» **Provided entries**

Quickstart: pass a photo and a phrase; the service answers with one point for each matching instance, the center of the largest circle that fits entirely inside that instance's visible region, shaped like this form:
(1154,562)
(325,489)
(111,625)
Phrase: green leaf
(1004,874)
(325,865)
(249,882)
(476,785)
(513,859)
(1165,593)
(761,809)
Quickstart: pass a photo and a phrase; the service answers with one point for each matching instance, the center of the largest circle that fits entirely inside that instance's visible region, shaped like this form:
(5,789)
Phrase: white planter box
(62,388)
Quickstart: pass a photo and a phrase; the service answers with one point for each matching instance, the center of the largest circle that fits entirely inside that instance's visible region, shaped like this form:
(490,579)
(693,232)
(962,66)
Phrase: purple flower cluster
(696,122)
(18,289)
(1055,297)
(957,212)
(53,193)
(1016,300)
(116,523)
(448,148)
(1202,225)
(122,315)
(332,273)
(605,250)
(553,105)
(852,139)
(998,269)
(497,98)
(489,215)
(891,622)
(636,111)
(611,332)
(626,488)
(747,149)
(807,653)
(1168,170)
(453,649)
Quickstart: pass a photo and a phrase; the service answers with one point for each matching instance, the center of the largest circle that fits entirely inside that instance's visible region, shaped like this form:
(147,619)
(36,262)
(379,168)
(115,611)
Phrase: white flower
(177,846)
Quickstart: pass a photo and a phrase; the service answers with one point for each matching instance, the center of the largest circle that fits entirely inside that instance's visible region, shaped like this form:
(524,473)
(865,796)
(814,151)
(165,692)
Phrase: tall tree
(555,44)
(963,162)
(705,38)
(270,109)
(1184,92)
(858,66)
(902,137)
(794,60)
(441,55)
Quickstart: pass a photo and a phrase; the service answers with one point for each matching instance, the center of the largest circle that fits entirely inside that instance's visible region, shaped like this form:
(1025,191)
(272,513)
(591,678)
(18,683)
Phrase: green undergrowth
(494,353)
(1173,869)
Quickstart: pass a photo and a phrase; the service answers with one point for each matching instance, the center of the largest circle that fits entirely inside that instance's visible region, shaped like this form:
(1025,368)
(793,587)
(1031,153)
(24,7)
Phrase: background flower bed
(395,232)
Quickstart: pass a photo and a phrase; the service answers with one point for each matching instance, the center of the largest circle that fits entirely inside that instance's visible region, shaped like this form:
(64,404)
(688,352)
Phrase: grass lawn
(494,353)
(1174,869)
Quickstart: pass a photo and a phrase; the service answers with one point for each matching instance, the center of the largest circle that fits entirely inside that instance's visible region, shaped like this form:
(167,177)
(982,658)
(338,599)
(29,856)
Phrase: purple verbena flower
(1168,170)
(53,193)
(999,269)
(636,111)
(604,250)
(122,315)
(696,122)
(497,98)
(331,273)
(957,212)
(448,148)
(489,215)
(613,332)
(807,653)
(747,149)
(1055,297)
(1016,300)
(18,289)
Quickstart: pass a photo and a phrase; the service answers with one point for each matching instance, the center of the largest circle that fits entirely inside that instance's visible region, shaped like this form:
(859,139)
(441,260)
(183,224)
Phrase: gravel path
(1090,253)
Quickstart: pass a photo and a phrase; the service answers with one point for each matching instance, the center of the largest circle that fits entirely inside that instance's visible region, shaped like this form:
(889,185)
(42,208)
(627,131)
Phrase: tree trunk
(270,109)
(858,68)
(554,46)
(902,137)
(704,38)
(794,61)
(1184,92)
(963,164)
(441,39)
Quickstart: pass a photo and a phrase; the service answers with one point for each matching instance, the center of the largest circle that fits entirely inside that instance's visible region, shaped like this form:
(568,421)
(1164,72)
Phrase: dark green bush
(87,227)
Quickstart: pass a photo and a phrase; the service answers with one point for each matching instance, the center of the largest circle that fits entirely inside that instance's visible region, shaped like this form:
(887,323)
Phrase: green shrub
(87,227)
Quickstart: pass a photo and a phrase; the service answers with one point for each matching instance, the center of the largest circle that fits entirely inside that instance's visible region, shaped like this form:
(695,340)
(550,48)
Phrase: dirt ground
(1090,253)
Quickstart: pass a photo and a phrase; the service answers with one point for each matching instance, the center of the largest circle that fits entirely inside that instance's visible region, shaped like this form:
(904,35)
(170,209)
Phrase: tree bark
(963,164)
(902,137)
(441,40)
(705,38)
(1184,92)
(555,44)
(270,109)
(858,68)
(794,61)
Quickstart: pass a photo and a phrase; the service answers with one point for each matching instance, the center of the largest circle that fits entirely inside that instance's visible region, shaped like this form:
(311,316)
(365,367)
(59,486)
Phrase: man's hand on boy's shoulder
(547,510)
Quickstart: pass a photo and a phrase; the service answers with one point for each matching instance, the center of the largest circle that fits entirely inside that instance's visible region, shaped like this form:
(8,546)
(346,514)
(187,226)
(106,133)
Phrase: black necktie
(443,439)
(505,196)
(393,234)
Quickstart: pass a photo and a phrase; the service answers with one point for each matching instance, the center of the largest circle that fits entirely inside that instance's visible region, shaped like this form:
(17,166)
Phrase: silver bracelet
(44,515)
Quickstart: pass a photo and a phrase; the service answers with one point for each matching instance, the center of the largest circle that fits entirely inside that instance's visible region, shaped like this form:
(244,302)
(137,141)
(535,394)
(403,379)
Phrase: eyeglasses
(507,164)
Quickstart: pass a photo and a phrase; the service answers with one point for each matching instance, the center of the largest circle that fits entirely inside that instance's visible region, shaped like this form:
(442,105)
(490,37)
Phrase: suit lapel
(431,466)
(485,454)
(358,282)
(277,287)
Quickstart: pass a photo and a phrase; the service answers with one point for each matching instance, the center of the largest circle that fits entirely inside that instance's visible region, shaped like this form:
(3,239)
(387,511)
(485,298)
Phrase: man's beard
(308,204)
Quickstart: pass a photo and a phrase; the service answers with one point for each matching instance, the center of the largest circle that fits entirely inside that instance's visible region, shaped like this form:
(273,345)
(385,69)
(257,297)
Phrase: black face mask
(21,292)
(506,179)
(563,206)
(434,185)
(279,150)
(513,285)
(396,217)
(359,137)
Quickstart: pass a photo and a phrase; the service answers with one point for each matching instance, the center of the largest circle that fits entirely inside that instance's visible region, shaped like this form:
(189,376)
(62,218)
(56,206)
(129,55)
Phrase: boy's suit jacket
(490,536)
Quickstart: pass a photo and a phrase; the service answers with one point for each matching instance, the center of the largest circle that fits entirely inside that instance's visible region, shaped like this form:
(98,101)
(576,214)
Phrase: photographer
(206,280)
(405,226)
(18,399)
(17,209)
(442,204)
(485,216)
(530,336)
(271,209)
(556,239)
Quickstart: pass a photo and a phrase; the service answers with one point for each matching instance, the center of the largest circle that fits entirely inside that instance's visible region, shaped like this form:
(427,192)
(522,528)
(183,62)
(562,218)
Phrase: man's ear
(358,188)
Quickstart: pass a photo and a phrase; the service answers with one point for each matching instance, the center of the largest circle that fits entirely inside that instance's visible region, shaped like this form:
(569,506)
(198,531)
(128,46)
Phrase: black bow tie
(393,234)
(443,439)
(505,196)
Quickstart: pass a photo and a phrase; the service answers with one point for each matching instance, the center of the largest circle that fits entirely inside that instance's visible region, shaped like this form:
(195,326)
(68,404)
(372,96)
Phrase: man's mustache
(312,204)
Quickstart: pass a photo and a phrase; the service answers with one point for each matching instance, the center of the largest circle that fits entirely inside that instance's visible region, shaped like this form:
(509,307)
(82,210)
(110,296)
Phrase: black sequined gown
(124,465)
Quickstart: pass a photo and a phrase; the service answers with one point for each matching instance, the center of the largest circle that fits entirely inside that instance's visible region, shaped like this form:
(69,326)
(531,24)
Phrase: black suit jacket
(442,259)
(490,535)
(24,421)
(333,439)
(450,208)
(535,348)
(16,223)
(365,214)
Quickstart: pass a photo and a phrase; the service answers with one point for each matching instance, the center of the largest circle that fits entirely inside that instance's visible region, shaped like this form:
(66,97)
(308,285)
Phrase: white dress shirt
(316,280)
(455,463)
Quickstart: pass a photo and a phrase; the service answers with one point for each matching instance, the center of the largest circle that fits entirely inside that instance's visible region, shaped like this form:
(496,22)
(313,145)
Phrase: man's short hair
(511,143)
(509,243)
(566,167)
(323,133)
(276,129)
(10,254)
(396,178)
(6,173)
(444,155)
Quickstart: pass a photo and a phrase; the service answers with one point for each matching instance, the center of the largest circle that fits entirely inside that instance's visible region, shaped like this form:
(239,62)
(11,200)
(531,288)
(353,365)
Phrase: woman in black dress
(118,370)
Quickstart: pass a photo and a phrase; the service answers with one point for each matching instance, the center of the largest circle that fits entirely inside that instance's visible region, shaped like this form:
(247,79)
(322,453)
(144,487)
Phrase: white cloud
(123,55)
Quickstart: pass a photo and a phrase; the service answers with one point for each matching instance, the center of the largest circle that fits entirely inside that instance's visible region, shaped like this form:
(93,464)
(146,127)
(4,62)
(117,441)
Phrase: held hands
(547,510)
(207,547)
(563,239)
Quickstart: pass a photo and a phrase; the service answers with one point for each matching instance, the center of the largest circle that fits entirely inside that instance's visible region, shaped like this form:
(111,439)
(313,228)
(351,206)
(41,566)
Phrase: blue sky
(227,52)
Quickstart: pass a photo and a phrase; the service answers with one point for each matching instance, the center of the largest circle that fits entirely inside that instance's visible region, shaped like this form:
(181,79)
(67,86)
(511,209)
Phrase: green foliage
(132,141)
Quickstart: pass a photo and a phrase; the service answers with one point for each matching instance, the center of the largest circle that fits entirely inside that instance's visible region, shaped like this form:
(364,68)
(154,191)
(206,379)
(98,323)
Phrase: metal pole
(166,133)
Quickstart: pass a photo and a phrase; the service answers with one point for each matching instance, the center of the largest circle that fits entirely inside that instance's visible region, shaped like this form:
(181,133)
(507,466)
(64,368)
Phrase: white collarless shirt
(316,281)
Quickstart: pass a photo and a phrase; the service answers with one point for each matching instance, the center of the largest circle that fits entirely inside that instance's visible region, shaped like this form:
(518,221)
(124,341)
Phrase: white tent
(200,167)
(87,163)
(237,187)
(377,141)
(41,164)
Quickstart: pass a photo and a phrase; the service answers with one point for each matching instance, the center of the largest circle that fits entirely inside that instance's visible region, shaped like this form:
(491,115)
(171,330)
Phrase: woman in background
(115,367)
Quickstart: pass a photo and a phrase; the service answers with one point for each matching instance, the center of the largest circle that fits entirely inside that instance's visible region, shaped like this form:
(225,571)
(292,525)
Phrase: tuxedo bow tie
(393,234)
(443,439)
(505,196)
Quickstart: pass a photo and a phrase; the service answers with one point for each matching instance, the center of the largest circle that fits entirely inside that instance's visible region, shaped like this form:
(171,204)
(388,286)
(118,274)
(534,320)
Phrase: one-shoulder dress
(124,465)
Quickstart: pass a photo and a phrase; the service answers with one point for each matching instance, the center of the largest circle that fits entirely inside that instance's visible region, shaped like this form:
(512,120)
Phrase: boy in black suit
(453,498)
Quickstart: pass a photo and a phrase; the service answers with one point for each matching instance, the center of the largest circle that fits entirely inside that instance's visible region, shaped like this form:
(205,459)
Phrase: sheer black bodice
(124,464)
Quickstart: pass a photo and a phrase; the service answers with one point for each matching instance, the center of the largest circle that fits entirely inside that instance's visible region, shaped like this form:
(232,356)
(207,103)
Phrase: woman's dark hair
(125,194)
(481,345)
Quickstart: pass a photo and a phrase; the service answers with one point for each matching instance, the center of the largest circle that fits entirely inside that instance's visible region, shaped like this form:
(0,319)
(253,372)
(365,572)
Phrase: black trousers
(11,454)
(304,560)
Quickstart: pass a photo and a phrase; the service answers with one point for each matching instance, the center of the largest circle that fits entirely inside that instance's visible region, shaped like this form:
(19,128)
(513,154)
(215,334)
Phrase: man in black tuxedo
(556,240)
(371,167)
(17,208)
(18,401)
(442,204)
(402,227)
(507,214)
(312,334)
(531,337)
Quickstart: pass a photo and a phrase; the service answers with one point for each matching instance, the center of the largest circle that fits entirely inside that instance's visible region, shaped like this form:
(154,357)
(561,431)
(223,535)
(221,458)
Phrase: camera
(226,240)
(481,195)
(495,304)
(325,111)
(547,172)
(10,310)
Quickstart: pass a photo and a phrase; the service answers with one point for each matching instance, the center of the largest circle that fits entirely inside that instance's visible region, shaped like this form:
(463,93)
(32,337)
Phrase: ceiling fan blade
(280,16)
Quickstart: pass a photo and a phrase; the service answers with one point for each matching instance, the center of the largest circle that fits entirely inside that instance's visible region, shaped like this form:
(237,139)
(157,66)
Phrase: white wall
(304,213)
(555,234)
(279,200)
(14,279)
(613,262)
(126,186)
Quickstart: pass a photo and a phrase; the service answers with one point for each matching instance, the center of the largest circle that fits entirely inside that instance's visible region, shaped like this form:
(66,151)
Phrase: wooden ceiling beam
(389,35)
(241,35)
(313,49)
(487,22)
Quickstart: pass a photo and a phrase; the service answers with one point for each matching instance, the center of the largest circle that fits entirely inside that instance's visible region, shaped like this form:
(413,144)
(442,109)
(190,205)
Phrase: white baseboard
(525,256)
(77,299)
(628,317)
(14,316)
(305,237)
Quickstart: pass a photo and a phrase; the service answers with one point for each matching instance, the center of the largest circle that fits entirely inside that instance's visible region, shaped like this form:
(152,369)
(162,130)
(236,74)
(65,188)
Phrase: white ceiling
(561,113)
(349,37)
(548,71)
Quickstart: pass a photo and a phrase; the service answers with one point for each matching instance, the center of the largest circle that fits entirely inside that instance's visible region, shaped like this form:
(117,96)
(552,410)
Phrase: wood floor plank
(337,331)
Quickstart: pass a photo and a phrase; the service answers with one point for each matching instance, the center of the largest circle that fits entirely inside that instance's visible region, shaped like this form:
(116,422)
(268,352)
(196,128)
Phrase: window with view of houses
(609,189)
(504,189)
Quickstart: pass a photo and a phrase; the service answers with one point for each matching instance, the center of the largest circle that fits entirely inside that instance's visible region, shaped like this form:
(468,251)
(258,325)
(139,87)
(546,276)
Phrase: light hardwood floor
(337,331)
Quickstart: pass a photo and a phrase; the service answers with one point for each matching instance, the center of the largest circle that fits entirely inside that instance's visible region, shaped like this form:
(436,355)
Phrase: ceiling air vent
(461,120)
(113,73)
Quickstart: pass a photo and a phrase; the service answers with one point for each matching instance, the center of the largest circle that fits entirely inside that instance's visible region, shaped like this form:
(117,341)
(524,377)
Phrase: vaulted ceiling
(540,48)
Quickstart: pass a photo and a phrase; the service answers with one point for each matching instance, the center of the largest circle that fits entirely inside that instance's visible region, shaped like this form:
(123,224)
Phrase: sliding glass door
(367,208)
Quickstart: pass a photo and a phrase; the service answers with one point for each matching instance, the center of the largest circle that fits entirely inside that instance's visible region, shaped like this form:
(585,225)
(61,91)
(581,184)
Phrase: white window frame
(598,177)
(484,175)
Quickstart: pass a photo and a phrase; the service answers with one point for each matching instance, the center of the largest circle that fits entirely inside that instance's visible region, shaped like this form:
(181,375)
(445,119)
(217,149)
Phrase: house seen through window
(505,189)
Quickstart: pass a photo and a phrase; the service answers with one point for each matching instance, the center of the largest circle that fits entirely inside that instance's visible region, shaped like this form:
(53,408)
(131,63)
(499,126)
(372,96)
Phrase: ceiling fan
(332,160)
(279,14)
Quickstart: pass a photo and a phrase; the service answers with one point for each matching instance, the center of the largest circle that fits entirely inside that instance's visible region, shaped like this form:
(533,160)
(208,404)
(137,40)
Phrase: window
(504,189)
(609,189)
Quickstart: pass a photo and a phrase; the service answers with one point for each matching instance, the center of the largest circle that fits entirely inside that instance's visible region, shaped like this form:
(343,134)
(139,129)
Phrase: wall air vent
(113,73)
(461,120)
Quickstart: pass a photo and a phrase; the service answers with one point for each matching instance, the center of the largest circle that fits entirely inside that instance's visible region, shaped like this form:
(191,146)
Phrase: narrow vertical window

» **Task to carry out**
Pull out every line in the rows above that contains the string "dress". Case counts.

» **Solution to this problem**
Phrase: white dress shirt
Phrase: woman in black dress
Phrase: one-shoulder dress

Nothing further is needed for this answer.